▶ [Your objective] Would you return the entries below exactly from the line containing "For every instance of the eyebrow" onward, ending with the final line and including it, and nothing else?

===== Listed records

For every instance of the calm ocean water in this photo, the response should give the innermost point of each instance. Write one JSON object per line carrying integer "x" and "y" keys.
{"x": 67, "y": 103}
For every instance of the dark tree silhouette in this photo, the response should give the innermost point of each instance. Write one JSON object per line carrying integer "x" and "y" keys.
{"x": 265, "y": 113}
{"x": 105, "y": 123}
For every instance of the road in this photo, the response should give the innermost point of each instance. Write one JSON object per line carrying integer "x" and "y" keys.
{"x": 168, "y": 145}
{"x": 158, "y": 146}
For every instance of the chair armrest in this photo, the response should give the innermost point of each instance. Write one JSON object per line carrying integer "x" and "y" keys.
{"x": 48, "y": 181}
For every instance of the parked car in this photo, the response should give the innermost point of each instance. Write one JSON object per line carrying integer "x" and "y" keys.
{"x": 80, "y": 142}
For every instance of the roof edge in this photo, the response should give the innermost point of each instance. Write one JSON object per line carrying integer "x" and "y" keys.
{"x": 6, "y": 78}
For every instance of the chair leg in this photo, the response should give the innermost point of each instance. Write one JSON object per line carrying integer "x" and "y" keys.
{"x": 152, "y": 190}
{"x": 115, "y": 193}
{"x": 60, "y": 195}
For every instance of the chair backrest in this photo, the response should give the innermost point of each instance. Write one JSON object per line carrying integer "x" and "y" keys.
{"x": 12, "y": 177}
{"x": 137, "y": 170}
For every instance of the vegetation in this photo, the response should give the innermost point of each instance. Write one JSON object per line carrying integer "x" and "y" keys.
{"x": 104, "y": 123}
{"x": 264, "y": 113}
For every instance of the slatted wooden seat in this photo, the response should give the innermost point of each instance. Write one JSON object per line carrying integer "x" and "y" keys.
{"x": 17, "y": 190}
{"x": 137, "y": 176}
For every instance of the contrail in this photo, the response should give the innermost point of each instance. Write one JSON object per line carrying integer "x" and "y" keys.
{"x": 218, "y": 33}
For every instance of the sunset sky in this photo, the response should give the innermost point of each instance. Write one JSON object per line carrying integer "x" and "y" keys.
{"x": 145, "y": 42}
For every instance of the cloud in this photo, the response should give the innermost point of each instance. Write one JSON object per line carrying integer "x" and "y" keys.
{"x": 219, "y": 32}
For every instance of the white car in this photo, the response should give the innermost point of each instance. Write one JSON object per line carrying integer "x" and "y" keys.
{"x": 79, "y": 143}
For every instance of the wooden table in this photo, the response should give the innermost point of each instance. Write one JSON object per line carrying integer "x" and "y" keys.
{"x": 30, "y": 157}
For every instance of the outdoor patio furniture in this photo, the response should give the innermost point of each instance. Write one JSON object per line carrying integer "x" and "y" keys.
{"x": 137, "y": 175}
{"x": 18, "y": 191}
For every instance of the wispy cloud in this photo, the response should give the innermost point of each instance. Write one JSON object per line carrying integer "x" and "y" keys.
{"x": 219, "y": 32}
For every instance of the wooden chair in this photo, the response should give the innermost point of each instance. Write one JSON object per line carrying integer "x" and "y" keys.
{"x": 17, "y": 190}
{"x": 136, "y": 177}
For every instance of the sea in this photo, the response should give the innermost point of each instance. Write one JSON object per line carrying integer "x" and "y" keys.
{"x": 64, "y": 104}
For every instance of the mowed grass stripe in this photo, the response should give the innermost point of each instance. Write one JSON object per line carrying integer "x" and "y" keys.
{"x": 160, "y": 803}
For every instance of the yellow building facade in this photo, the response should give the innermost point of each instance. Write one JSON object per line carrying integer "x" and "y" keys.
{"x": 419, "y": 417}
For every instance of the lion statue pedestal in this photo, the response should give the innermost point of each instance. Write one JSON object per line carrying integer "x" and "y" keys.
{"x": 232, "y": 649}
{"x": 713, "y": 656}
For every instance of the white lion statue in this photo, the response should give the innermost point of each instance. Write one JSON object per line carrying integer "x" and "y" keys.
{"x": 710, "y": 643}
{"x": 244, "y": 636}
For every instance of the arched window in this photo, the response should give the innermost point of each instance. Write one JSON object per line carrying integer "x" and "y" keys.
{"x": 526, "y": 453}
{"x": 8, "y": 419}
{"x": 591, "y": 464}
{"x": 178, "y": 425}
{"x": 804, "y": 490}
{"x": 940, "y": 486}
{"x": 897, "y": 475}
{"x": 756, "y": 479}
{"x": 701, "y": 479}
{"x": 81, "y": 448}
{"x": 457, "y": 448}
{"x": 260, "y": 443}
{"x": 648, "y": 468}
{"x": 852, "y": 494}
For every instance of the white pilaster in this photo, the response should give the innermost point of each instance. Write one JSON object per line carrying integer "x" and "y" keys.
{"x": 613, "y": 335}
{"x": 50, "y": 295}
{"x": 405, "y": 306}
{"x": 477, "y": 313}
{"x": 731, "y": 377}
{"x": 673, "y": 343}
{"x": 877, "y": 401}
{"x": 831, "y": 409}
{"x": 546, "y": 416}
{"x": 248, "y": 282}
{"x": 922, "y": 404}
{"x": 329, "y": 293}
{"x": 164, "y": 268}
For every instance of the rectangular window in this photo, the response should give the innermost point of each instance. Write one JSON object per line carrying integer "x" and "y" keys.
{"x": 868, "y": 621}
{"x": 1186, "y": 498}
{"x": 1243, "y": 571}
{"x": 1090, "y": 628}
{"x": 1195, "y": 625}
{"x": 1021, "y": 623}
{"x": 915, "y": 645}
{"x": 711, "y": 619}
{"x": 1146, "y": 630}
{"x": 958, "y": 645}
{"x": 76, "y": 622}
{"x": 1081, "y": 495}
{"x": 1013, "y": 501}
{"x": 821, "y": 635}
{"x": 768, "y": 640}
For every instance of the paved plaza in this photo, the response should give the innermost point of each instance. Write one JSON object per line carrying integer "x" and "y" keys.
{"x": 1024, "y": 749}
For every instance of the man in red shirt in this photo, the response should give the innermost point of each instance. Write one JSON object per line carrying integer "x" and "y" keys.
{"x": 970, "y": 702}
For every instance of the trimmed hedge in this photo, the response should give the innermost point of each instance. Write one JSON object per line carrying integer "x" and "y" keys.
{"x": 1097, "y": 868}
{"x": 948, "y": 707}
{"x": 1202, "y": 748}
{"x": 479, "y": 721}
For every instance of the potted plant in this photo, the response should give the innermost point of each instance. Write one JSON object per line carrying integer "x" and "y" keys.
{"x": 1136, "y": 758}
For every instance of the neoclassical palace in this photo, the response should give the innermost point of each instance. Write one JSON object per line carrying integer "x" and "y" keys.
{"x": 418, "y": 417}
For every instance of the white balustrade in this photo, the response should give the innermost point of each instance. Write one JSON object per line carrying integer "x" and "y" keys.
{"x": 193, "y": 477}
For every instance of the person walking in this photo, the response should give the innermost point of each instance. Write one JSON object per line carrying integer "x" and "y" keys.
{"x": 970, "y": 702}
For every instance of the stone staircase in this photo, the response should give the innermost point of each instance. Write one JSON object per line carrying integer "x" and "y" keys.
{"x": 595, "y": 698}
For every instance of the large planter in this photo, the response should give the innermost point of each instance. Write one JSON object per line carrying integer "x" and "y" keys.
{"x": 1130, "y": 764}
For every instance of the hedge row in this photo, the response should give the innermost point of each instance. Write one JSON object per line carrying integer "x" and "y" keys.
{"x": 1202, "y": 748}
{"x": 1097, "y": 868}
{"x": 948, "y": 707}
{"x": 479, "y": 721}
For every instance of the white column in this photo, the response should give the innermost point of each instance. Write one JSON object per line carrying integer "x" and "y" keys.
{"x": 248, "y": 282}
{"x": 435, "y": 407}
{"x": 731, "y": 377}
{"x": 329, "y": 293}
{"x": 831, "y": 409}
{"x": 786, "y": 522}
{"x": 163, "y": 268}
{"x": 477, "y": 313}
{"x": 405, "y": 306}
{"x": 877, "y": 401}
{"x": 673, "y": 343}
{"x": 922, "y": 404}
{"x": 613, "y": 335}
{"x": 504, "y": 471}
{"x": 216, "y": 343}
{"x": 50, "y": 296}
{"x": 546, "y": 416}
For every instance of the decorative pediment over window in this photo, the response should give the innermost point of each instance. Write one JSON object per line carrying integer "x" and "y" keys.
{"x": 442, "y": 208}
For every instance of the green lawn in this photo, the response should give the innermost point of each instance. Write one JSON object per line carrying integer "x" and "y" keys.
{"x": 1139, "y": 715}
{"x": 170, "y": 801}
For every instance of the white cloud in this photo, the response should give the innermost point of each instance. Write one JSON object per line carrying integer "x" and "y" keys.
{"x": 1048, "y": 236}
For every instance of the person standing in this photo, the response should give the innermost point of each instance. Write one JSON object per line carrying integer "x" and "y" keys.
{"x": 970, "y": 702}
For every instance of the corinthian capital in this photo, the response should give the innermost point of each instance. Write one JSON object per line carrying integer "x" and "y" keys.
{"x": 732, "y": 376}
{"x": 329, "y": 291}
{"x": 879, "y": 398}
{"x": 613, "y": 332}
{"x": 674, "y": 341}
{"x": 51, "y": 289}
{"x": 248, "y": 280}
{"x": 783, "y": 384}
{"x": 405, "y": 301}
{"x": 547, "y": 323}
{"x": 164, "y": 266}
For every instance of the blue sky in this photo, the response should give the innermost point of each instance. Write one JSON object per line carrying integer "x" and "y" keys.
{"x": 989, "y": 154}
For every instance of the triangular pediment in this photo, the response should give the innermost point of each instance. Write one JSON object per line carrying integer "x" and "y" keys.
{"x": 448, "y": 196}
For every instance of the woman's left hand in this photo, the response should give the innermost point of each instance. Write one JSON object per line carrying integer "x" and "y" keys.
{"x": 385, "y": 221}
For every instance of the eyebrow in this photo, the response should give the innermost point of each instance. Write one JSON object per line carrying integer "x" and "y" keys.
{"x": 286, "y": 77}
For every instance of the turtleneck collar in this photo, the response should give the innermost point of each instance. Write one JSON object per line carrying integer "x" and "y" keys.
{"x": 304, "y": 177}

==========

▶ [Worked solution]
For every instance of the eyebrow in this photo, the response should give the innermost point of each instance. Write one JSON object per line carrying integer "x" and "y" keys.
{"x": 286, "y": 77}
For every instance of the turtleneck collar in this photo, the response should give the innermost point of each instance. Write one JSON object per line carrying integer "x" and "y" keys.
{"x": 304, "y": 177}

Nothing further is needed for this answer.